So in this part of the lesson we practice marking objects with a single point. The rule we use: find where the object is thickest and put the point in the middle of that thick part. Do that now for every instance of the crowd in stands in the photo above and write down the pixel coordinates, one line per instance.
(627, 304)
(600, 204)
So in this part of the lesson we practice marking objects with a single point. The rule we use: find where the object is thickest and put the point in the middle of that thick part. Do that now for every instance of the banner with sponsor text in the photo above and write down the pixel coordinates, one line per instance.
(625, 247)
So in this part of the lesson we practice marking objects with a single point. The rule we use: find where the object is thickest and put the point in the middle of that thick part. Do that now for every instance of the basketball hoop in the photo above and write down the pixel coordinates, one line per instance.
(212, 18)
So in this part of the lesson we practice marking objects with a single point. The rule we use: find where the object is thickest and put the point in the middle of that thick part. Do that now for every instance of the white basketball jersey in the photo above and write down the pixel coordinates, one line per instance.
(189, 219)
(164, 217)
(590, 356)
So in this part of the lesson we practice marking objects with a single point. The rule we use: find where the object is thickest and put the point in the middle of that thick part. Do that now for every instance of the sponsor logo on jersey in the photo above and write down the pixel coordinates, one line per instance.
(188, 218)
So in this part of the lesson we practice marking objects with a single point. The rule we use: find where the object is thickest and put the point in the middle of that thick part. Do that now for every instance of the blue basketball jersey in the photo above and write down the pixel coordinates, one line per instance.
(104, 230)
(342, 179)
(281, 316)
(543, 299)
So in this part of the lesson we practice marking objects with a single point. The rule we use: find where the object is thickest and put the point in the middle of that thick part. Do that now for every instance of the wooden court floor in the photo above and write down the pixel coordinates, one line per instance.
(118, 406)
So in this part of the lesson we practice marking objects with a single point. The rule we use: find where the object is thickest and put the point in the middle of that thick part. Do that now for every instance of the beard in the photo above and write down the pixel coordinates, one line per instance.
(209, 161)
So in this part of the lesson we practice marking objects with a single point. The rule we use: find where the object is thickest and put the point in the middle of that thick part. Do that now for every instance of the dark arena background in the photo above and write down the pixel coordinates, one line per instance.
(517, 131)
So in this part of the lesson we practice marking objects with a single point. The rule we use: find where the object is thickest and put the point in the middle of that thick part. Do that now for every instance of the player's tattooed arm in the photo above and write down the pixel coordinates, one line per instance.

EXERCISE INSTRUCTIONS :: Copy every line of the material, please, keeping it exactly the same.

WRITTEN ANSWER ::
So in this part of the lesson we practice marking objects with a single point. The rule we use: find where the object is thickest and put the point in the middle of that thick part. Do that now for every instance of the crowd in stands in the photo above and write down the pixel coordinates, one line per instance.
(627, 304)
(600, 204)
So in this part of the lesson we practice marking objects with a single point. The rule we use: find where the object is thickest and put the point in the middle of that thick part. Do that now for every instance of the banner with sponsor text in the photo above and write down the pixel coordinates, one line per instance.
(625, 247)
So in this part of the lesson we practice marking objects with a single point. The rule we use: find where the object is thickest and put the point in the middle of that thick part. Do that now for every instance of the basketball hoop in the photo above and write down the pixel coordinates, one line per instance.
(212, 18)
So in this part of the lesson we practice marking objects with a single point. The rule we use: find where the object is thickest and put the point in the middle of that thick part. Do that now for every instance of the white basketball jersey in the photo above and write down the pixel coordinates, one line per instance.
(189, 219)
(164, 217)
(590, 356)
So in this part of the lesson we practice marking objects with a single point. The rule we use: find where the object is thickest and put the point in the middle of that thick part. Do that now for every instance of the sponsor logo on jersey in the photo above and write down the pixel coordinates, one line per instance.
(188, 218)
So in this part of the lesson we practice marking objects with a single point. The rule we use: find where the object is thickest and put the point in the middle of that thick part. Do that now for every instance of the blue basketball jersey in the photo above and write down the pixel coordinates, one line per instance.
(104, 230)
(342, 179)
(281, 316)
(543, 299)
So in this part of the lesson we practice marking objects with a single point. The rule we use: find where the object is thickest and put the point in the middle of that thick part. Do that now for every instance of the wooden court floor in the photo above and write down the pixel coordinates, one line per instance.
(118, 406)
So in this part of the lesson we practice marking objects with a single point. The rule we use: find where the object is thickest and put the point in the middle of that thick part. Do that now for every instance of the beard in the photo above and write down the pixel coordinates, one line per instance.
(209, 161)
So in this part of the lesson we practice marking objects with a single point. The rule we use: find where the object is thickest and put the point in the middle of that thick part. Do that now for every instance of the dark arena background in the photo above and write down the pixel coordinates, one line per instance.
(517, 131)
So in this part of the lesson we practice marking objects with a single point. The rule we use: find where the object is thickest and put the point in the middle of that thick part. Do that now for every instance of the player's tattooed arm in the photo above and write down the pixel coordinates, one line per instance.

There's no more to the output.